O Trigo e o Joio
Nem o barulho das luzes resplandescentes,
nem a profusão estentórica das câmaras, nem a movimentação
das gruas varrendo a pique artistas e plateia, nem a orquestra de
trinta e tal professores, nem mesmo o vestido branco da Directora
de Programas, habilmente escolhido para reagir aos projectores em
meio de tão distinta mundanice em black-tie nem
tudo isto e muito mais conseguiu disfarçar o miserável
espectáculo de mediocridade que constituiu mais uma edição do Festival
da Canção organizado pela RTP.
E, por favor, não me venham com a história de que se trata de
uma opinião crítica subjectiva que não pode sobrepor-se ao
(nem ignorar o) indispensável respeito pelo acto de criação
(musical e poético) de tantos criadores envolvidos. É que, à
excepção de um ou outro caso que terá primado pelo completo
despiste ou oportunismo em termos criativos, só por alcunha se
poderiam chamar «poetas» e «compositores» às criaturas que
escreveram tais letras e tais canções as quais, desta
vez, mais do que em qualquer outro ano anterior, desceram ao
nível mais rasteiro que imaginar se possa.
E não nos venham também exigir assomos de patrioteirismo em
defesa de uma mistela que jamais se pode confundir com uma
qualquer ideia de canção, quando aquela «coisa» que foi
colocada em primeiro lugar por um júri anónimo e escondido das
câmaras regionais vier a sujeitar-se ao vergonhoso confronto com
as outras canções concorrentes ao próximo Festival da
Eurovisão.
Enfim, talvez a presença na plateia de tantos notáveis
governantes (alguns directamente implicados na tutela do nosso
serviço público de televisão) contribua para que se encete de
vez uma reflexão sobre os luxuosos milhões esbulhados aos
bolsos dos contribuintes e assim esbanjados num espectáculo tão
lamentável e sobre uma necessária inflexão na organização de
um evento que, sempre em curva descendente, já foi apesar de
tudo bem melhor do que é nos nossos dias.
Não que aqui se advogue, como é óbvio, qualquer intervenção
administrativa neste sentido, mas para que se estimule e
aconselhe uma firme chamada de atenção face a este escândalo
inaceitável que é imperioso não volte a acontecer e jamais
pode ser ignorado pela tutela responsável.

▸ **Requisitos**
No primeiro parágrafo do texto sobre o Festival da Canção, acima, liste as coisas introduzidas por «nem» que não conseguiram disfarçar o espetáculo de mediocridade.

Excertos de dados de rotulagem de localização:
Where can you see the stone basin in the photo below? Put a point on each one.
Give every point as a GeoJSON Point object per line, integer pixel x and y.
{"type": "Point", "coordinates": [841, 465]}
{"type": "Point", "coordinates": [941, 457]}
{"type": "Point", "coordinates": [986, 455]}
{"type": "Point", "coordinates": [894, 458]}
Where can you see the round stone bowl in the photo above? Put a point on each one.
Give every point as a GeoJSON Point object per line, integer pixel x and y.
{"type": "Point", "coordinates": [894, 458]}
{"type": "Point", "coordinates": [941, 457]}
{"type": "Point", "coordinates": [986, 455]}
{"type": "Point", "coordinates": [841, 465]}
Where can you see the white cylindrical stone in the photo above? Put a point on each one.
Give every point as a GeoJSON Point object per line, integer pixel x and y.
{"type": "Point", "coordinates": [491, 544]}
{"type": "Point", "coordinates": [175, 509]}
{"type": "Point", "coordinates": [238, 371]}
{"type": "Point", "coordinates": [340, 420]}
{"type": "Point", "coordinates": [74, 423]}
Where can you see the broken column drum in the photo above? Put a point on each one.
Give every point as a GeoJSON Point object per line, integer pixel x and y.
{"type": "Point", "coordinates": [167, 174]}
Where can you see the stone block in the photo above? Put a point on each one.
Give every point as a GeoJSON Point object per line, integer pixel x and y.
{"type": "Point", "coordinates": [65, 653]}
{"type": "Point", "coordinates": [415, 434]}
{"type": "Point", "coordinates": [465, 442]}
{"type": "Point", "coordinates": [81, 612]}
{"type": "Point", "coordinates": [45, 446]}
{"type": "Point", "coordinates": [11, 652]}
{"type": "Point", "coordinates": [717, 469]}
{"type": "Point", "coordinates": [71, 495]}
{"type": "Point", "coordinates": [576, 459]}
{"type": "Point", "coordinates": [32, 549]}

▸ **Resposta ao problema**
- o barulho das luzes resplandescentes
- a profusão estentórica das câmaras
- a movimentação das gruas varrendo a pique artistas e plateia
- a orquestra de trinta e tal professores
- o vestido branco da Directora de Programas